» Text to read
* Begin *

Question

solve sin(3x + 5π/4) =1 for -π≤x≤π

Answer 1

\[\text{ let } \theta=3x+\frac{5 \pi}{4} \]
Solve for x so we can find the inequality in terms of theta.
\[\theta-\frac{5 \pi}{4}= 3x \\ 3x=\theta-\frac{ 5 \pi }{4} \\ x=\frac{ \theta}{3} -\frac{ 5 \pi}{3(4)} \\ x =\frac{ \theta}{3} -\frac{5 \pi}{12 } \\ \text{ so we have } -\pi \le x \le \pi \\ \text{ writing in terms of } \theta \\ -\pi \le \frac{ \theta}{3}-\frac{5 \pi}{12} \le \pi\]
now solve the inequality for theta...
\[\text{ multiply both sides by } 12 \\ -12 \pi \le 4 \theta - 5\pi \le 12 \pi \\ \text{ add } 5\pi \text{ on both sides } \\ -7 \pi \le 4 \theta \le 17 \pi \\ \text{ divide both sides by } 4 \\ \frac{ - 7 \pi}{4} \le \theta \le \frac{ 17 \pi}{4} \\ \text{ so the first to solve your equation } \\ \text{ is to solve this equation on the given interval for } \theta \\ \sin(\theta)=1 \text{ on } \theta \in [\frac{ -7 \pi}{4} , \frac{ 17 \pi}{4}]\]
then once you find the solution for theta
we will replace theta with the 3x+5pi/4 thing and solve for x
(don't worry this will just be a linear equation in the end)

* End *

Recorded data:

* Begin *

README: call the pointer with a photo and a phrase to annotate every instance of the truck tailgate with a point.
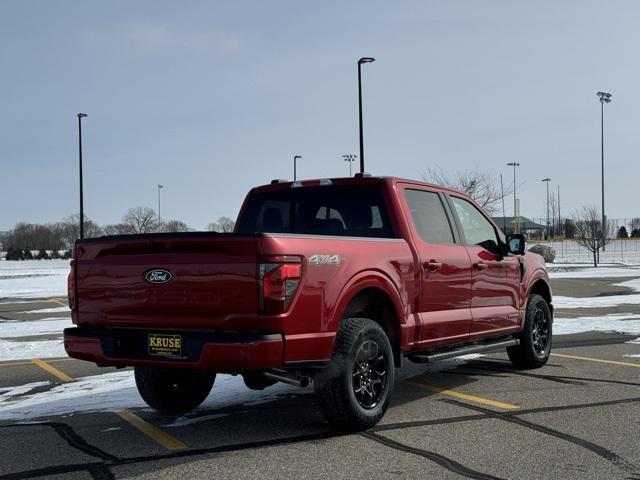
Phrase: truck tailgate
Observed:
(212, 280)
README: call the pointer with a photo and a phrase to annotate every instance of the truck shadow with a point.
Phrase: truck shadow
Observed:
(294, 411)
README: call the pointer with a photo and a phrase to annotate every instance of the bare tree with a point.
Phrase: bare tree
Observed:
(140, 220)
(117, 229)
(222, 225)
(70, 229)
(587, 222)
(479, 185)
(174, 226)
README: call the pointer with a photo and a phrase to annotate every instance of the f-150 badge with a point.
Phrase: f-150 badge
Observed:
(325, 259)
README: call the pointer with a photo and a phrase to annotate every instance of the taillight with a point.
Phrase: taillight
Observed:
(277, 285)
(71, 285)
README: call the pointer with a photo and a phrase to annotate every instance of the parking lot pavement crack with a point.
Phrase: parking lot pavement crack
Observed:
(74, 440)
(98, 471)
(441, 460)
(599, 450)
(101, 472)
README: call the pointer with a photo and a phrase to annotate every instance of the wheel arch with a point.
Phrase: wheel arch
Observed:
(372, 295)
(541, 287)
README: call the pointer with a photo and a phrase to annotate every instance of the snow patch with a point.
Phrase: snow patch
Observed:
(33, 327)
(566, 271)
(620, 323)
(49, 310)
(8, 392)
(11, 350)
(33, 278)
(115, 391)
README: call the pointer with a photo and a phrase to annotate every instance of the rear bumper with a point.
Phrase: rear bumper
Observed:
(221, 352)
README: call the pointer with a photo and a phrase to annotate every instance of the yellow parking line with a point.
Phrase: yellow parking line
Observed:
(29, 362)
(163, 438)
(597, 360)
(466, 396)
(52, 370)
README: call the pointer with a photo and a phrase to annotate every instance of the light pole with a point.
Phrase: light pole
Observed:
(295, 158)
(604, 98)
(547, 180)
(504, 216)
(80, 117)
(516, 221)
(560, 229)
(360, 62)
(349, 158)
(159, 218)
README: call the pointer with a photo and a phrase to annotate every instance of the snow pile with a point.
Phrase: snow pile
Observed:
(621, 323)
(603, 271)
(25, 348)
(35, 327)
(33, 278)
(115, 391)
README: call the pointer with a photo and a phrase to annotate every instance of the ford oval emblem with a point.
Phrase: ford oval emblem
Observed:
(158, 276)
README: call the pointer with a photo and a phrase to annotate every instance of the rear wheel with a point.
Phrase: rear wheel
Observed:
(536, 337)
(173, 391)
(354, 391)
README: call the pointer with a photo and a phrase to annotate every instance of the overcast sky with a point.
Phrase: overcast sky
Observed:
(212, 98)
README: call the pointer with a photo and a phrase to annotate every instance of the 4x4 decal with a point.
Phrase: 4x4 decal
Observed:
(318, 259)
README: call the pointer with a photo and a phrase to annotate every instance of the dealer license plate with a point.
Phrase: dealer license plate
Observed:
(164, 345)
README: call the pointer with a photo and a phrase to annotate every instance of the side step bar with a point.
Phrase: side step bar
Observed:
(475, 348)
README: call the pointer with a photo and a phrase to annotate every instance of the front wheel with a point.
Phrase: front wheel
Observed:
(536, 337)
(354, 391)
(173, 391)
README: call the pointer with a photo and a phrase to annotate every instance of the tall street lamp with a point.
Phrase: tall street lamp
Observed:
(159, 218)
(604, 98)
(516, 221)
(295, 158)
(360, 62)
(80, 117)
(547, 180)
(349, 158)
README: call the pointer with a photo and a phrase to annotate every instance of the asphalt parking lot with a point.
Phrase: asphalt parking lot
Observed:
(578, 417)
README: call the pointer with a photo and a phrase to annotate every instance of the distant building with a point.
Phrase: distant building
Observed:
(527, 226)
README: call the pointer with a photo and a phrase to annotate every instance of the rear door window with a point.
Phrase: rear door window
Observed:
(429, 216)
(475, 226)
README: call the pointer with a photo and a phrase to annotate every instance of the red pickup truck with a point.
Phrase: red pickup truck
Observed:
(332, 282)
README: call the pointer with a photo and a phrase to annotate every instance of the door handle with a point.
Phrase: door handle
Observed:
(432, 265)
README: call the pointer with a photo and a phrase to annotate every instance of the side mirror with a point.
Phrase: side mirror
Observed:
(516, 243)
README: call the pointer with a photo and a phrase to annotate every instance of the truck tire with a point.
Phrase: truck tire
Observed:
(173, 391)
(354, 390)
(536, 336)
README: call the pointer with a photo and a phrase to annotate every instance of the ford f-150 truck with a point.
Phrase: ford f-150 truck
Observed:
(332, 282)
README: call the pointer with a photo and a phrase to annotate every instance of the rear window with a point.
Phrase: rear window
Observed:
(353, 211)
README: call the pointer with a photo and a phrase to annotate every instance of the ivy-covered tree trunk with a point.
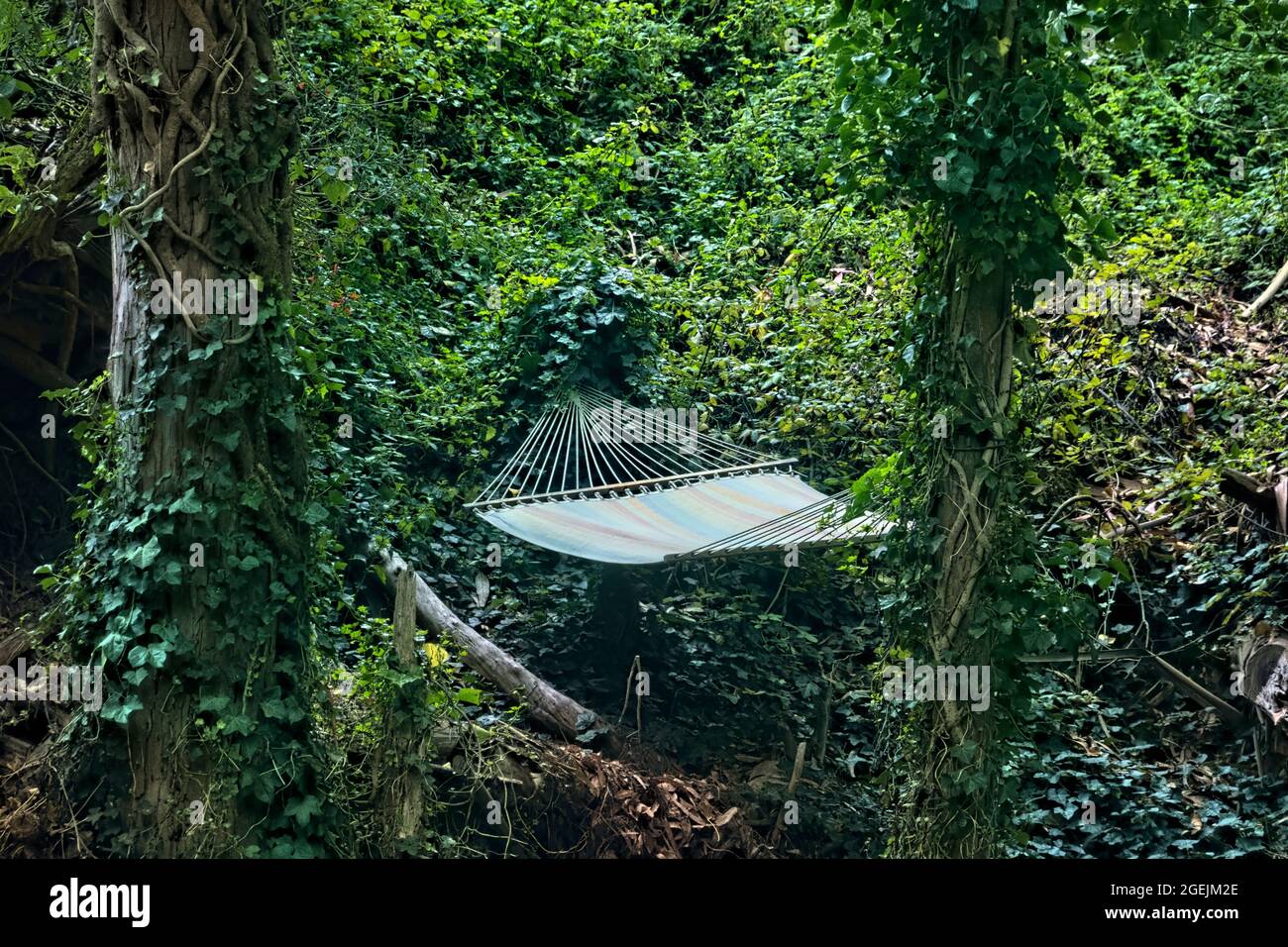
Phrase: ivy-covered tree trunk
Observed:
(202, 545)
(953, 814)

* End *
* Begin *

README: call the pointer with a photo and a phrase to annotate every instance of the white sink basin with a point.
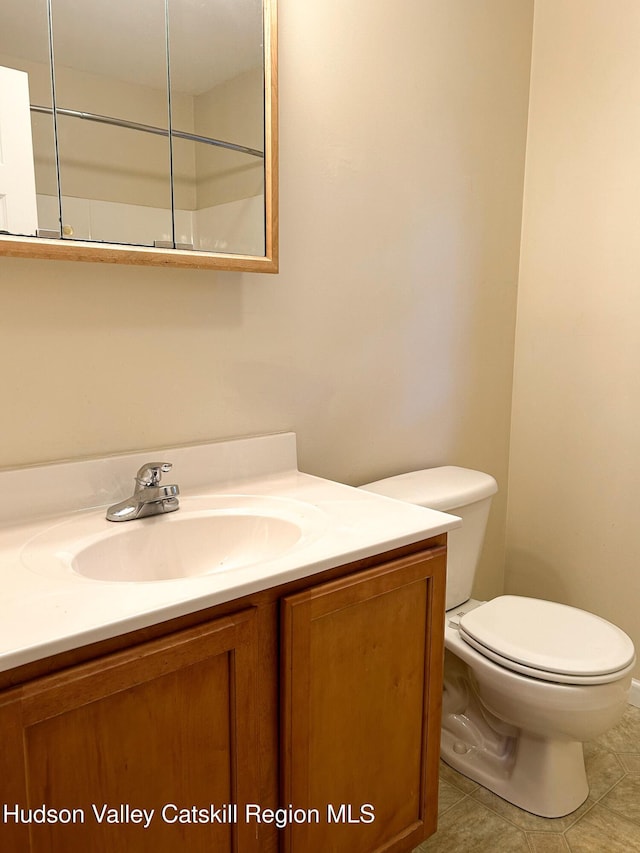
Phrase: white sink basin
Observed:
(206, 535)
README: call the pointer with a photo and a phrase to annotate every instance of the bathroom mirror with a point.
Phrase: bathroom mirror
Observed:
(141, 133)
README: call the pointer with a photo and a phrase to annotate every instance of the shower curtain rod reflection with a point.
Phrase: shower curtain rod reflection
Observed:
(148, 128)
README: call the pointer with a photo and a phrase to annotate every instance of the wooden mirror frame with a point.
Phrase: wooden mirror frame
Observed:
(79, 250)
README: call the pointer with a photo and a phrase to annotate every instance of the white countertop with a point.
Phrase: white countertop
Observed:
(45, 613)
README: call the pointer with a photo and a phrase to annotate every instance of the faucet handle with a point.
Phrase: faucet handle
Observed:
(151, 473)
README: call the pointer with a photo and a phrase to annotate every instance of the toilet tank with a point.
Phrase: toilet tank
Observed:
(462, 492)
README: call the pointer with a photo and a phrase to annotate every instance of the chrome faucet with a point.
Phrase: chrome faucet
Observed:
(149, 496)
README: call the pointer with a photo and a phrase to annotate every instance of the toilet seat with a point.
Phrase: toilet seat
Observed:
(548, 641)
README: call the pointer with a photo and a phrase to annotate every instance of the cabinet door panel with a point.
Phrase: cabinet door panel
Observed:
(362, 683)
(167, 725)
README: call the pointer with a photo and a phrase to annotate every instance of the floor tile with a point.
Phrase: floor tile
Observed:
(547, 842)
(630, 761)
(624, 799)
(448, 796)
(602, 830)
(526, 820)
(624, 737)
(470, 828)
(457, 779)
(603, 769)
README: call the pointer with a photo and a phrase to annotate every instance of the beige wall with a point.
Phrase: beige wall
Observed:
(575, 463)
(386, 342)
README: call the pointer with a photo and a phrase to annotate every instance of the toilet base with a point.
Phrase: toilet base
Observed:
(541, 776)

* End *

» Task to complete
Answer these questions about the thread above:
1. What does the answer let θ stand for?
2. By what number are both sides of the inequality multiplied?
3. On what interval for θ must sin(θ) = 1 be solved?

» Task output
1. 3x + 5π/4
2. 12
3. From -7π/4 to 17π/4, inclusive